Photography lessons from a working documentary wedding + event photographer. How light, timing, and positioning actually work on a real shoot day.

Photography Lessons Reference Guide — tap to open
Documentary wedding photography moment — Casey Addason Photography

Bishop's Lodge, Santa Fe. Late afternoon light, no direction.

Light is everything

Most photography advice focuses on gear: what camera, what lens, what settings. None of that matters nearly as much as where the light is coming from and what it's doing to the subject.

On a wedding day, you don't get to control the light. You get to find it. That means knowing what time the ceremony garden gets direct sun, where the open shade falls on the venue grounds, and which windows in the reception hall give you something soft to work with.

In New Mexico, you're working with some of the best light in the country. High altitude, clean air, golden hours that last forever. The hard part is not wasting it.

What I look for: Light coming from one direction. Soft enough to flatter faces, directional enough to give dimension. Open shade is almost always the answer outdoors.

Documentary wedding photography moment — Casey Addason Photography

Bishop's Lodge, Santa Fe. Late afternoon light.

Timing beats everything else

The difference between a great wedding photo and a missed one is usually about two seconds. Either you anticipated where the moment was going, or you didn't.

Anticipation comes from watching people. Where are they looking? Who are they gravitating toward? What's about to happen? The camera is almost secondary to that read.

At a ceremony, I'm not watching the couple — I'm watching everyone else. The parents, the wedding party, the guests. The couple's moment will happen. The reaction happening 15 feet away is the one I might miss.

The three things a photo needs

A subject

Sounds obvious. It's not. A lot of wedding photos have a subject somewhere in the frame but don't commit to them. The background is too busy, the framing is too loose, nothing draws your eye. Every frame should have one clear answer to the question: what is this a picture of?

Separation

The subject needs to read clearly against whatever is behind them. This is why aperture matters — not for the "bokeh," but for separation. Shooting a couple against a wall of people at a reception, you need them to pop off the background or the frame reads as chaos.

You can also create separation with light. A subject lit from behind or from the side separates from a darker background automatically.

A moment

Even technically perfect photos are forgettable without this. A perfectly exposed, perfectly composed image of two people standing and smiling is still just two people standing and smiling. What's happening in the frame?

[Excerpts of bounding box data]
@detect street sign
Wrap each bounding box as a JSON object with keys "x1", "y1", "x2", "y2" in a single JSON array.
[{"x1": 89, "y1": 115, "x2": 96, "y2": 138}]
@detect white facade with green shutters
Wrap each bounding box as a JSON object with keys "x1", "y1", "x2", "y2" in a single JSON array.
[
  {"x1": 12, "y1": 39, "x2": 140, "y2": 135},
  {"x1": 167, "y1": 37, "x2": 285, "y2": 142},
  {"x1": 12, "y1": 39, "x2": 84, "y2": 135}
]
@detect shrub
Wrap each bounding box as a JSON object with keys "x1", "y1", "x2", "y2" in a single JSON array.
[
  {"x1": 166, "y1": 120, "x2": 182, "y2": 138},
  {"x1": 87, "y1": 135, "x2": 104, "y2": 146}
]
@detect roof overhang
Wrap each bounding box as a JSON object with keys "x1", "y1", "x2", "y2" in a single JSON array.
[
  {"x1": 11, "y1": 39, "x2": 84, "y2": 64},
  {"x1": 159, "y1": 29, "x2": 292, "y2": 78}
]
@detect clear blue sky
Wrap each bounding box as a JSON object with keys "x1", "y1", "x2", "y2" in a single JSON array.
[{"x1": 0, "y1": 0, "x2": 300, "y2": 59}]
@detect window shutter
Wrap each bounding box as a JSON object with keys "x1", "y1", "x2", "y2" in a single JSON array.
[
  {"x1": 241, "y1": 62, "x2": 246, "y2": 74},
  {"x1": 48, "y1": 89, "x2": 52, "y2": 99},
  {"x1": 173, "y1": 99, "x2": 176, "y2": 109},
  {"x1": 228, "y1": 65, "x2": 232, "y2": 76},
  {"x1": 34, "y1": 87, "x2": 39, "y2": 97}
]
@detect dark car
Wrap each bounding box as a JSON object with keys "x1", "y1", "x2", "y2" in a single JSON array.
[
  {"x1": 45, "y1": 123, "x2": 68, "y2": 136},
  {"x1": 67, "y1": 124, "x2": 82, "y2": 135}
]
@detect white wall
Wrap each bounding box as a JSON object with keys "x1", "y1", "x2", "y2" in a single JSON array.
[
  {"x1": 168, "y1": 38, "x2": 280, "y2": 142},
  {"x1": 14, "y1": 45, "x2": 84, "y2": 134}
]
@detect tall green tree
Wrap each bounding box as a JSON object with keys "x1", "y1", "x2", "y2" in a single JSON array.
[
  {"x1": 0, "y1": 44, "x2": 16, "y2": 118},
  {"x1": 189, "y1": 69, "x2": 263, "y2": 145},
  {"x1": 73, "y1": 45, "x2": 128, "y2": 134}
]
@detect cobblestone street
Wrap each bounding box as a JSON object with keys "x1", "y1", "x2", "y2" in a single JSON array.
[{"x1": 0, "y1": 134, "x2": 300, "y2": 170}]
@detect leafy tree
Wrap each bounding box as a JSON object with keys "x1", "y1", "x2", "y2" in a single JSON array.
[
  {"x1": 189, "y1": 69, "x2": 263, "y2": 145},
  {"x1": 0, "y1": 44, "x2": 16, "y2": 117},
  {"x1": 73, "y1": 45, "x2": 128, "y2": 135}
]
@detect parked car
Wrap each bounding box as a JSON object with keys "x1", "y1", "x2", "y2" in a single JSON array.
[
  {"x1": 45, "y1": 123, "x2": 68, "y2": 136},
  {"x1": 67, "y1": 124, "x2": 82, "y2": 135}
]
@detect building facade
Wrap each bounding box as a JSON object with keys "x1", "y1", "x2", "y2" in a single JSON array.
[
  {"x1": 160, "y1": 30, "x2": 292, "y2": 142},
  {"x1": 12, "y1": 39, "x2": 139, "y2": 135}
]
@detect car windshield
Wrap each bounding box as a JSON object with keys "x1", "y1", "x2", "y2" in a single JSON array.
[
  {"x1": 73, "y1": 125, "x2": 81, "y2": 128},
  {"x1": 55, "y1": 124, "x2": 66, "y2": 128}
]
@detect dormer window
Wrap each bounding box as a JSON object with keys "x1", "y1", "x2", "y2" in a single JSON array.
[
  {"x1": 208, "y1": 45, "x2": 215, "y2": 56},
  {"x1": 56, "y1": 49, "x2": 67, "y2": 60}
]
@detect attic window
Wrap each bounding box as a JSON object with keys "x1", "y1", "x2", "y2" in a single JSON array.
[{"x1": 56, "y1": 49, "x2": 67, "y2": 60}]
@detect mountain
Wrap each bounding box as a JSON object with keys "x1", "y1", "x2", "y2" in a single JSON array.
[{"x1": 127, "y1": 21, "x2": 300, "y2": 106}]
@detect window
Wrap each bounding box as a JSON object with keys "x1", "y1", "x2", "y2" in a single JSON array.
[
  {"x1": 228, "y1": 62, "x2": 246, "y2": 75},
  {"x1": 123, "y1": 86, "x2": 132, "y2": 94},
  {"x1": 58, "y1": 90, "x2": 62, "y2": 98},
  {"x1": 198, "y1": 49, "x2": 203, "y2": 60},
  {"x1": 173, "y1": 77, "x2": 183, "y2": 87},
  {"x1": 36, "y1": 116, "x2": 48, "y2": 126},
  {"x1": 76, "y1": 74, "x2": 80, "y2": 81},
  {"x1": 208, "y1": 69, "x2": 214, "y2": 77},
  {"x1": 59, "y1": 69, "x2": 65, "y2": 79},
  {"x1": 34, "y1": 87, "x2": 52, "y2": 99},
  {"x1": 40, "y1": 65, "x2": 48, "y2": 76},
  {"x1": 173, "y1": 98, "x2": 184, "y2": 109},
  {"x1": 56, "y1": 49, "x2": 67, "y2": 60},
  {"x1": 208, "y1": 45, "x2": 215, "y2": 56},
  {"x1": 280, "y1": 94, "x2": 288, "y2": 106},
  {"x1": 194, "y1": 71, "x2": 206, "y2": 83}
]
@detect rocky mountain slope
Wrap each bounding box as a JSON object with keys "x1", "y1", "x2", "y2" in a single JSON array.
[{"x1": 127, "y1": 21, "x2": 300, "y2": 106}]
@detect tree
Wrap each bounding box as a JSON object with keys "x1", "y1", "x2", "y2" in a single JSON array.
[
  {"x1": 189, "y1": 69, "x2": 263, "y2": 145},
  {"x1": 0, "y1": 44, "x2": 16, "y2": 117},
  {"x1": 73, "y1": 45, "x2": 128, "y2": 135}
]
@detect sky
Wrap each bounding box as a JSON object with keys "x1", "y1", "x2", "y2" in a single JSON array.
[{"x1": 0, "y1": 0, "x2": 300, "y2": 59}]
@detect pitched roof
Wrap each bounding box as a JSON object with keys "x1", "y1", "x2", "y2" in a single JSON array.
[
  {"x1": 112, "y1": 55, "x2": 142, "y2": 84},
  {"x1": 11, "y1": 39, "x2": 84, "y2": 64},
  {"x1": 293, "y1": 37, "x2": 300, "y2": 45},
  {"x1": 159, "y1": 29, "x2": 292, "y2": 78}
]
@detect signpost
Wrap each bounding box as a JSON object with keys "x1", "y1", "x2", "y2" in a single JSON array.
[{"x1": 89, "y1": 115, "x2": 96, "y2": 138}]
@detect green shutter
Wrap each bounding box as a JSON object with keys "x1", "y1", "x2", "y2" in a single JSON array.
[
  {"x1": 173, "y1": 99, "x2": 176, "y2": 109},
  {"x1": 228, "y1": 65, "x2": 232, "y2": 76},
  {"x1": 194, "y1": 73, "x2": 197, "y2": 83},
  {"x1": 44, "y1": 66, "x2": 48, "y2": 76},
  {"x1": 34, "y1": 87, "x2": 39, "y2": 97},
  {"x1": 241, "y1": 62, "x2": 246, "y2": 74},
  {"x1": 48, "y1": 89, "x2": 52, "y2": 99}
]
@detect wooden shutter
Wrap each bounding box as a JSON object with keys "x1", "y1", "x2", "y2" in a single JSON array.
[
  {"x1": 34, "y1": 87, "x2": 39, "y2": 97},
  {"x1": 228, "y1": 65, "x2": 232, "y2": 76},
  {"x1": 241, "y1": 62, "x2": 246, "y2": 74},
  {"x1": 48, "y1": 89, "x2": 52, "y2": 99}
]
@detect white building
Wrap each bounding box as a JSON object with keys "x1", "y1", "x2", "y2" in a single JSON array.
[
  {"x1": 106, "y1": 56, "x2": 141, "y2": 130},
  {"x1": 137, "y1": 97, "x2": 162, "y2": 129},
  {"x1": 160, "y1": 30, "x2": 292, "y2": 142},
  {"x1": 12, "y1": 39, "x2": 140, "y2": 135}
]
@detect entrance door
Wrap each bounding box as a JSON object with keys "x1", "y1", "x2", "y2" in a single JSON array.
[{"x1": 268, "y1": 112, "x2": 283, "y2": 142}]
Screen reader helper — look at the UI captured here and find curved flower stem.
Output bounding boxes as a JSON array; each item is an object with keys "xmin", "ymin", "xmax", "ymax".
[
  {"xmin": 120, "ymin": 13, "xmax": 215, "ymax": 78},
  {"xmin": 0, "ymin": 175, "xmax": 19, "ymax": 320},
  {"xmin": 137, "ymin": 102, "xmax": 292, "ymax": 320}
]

### REQUIRED WORK
In the photography lessons text, what usually separates a great wedding photo from a missed one? Rely only on the text, not on the listing.

### FULL OUTPUT
About two seconds.